→ Text block
Lost in the Skincare Jungle
I have recently decided that:
A – I am getting old
B – My skin has always sucked
C – Well, I want better skin now – that’s all.
I’ve never had much of a “skin care routine.” I have been using random drug-store, cheap-as-can-be-because-it’s-there-in-front-of-me cleanser and moisturizer, never the same stuff twice and certainly never anything from the same line of products. But now I am looking to get serious about this stuff – moving on to even more than just the two basics. Mostly because I have been way too flaky with the moisturizer part. (Read: hardly ever and yes, I am paying for it.) I want to get the whole gamut of garb – the cleanser, the moisturizer, the toner, the eye cream, the this, the that and yes, please, some of the other.

→ Your tasks
1) Copy the entries word for word, from their beginning through the line containing "218L494 220L464 244L474", and leave out the pictures.
2) Extend the skincare text, picking up after its last sentence.

→ Dataset records
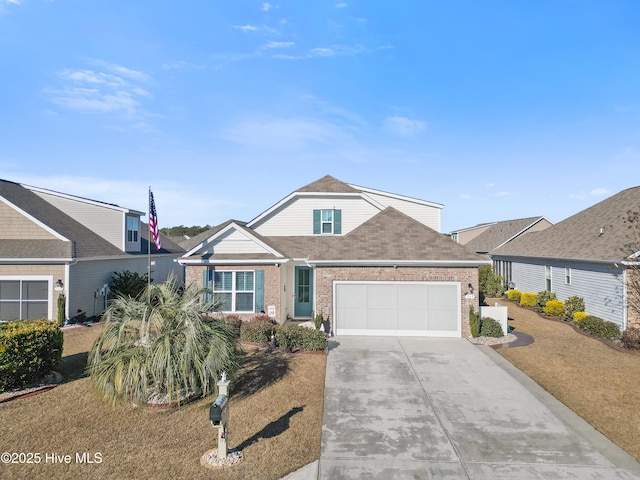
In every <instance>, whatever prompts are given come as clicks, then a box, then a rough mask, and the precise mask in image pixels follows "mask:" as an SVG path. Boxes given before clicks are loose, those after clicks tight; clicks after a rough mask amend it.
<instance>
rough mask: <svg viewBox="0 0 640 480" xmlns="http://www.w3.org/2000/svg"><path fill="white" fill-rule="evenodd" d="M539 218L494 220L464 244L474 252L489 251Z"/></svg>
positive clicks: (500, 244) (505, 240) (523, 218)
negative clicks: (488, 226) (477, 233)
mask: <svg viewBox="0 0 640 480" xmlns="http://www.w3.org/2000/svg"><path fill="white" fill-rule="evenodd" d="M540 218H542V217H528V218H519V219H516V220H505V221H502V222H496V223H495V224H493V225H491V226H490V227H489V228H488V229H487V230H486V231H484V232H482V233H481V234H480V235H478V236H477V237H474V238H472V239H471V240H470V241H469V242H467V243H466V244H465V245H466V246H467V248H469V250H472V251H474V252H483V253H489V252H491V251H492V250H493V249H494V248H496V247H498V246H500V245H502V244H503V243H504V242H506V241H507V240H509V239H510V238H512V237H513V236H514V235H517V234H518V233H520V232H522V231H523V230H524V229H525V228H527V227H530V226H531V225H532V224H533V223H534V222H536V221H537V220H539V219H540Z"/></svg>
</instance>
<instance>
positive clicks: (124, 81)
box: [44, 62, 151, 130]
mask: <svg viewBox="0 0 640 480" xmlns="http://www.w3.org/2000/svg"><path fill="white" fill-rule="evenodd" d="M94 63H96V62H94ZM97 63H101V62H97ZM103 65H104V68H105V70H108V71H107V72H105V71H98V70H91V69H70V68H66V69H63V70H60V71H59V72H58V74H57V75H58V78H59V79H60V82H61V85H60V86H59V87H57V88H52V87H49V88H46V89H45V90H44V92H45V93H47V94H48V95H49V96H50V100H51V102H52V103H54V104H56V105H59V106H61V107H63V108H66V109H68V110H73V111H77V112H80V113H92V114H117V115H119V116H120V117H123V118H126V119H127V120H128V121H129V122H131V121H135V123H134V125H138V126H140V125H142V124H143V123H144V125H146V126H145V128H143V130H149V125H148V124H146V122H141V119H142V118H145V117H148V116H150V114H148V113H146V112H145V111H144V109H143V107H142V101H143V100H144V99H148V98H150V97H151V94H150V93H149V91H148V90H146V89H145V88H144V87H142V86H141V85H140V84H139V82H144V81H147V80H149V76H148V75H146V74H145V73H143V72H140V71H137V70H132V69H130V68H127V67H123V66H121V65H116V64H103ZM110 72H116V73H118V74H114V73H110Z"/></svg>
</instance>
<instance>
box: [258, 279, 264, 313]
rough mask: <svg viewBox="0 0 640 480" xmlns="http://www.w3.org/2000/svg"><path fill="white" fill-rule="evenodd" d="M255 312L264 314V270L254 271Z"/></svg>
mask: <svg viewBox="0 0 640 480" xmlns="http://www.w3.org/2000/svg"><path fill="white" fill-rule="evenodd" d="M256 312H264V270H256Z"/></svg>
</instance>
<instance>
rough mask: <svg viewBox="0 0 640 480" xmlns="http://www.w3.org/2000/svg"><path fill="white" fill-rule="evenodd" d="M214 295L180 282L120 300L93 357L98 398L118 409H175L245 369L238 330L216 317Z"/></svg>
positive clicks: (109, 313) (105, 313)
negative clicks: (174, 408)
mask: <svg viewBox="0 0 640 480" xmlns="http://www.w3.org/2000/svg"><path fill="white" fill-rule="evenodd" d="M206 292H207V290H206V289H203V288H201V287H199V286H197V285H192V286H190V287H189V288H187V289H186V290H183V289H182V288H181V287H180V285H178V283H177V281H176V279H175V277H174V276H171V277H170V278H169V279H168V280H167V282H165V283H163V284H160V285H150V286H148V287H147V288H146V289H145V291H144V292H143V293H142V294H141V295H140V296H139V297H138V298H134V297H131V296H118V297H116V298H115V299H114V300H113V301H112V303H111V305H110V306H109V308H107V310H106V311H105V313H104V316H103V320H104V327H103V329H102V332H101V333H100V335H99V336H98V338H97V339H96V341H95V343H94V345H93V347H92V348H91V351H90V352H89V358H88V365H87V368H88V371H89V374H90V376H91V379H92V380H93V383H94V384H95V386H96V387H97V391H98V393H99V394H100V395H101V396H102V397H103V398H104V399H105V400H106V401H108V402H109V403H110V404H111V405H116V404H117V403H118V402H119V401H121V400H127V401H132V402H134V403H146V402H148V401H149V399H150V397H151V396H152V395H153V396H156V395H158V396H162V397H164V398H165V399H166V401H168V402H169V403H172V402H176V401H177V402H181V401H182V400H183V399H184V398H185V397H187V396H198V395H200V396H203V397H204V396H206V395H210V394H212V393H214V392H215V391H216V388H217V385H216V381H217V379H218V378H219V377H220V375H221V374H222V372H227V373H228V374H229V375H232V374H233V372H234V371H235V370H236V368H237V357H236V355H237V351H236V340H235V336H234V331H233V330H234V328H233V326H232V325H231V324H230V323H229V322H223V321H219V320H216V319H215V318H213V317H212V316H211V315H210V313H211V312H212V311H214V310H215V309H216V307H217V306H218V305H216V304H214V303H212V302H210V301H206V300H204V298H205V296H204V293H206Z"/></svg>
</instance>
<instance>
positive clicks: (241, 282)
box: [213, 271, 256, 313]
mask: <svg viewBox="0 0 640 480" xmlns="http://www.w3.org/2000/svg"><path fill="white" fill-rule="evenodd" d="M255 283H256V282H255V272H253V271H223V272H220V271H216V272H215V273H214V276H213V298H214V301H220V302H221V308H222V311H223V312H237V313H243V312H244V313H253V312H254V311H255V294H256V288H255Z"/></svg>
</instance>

→ Outputs for the tasks
1)
In every <instance>, whatever prompts are given come as clicks, then a box, then a rough mask, and the precise mask in image pixels follows "mask:" as an SVG path. Boxes given before clicks are loose, those after clicks tight; clicks after a rough mask amend it.
<instance>
rough mask: <svg viewBox="0 0 640 480" xmlns="http://www.w3.org/2000/svg"><path fill="white" fill-rule="evenodd" d="M539 218L494 220L464 244L474 252L489 251Z"/></svg>

2)
So, seriously – What is the difference between the $20 bottle of Olay, the $80 bottle of Estee Lauder and the $120 bottle of Dr. Perricone and all the eight million things in between? Is there a real reason someone would use one over the other? Is it just personal preference? Is it best to mix and match based on individual skin and not going the route of using the same line? If I were to choose to go with Olay since, you know – it’s affordable, am I robbing myself of extremely valuable ingredients that will make a world of difference? And if I do spend my mortgage worth on skin care products, how do I know where to spend it the most wisely? Or do I just go to every stinking makeup counter and see which one I hate the least? Obviously, I have no idea. Are there really that many significant differences? I guess, obviously I just don’t want to spend a fortune and then find out that maybe I don’t like it so much or that maybe I didn’t need to. Everyone touts their products as the best on the market… but um… well someone’s gotta be lying. What’s your take on this?
Overwhelmed by Too Many Options that are “The Very Best Out There”
I wish there was an easy answer to this, but the honest truth is that everybody’s skin is different, and all those products out there really ARE the very best out there…for a certain number of people.
I’ve shared my own personal skincare testimony here more times than I can count, but here it is again. I have used every drugstore skincare line out there. Olay, Neutrogena, Ponds, Dove, Clean & Clear and every possible mix-n-match combination in between. I had consistently horrible skin with all of them, well into my 20s.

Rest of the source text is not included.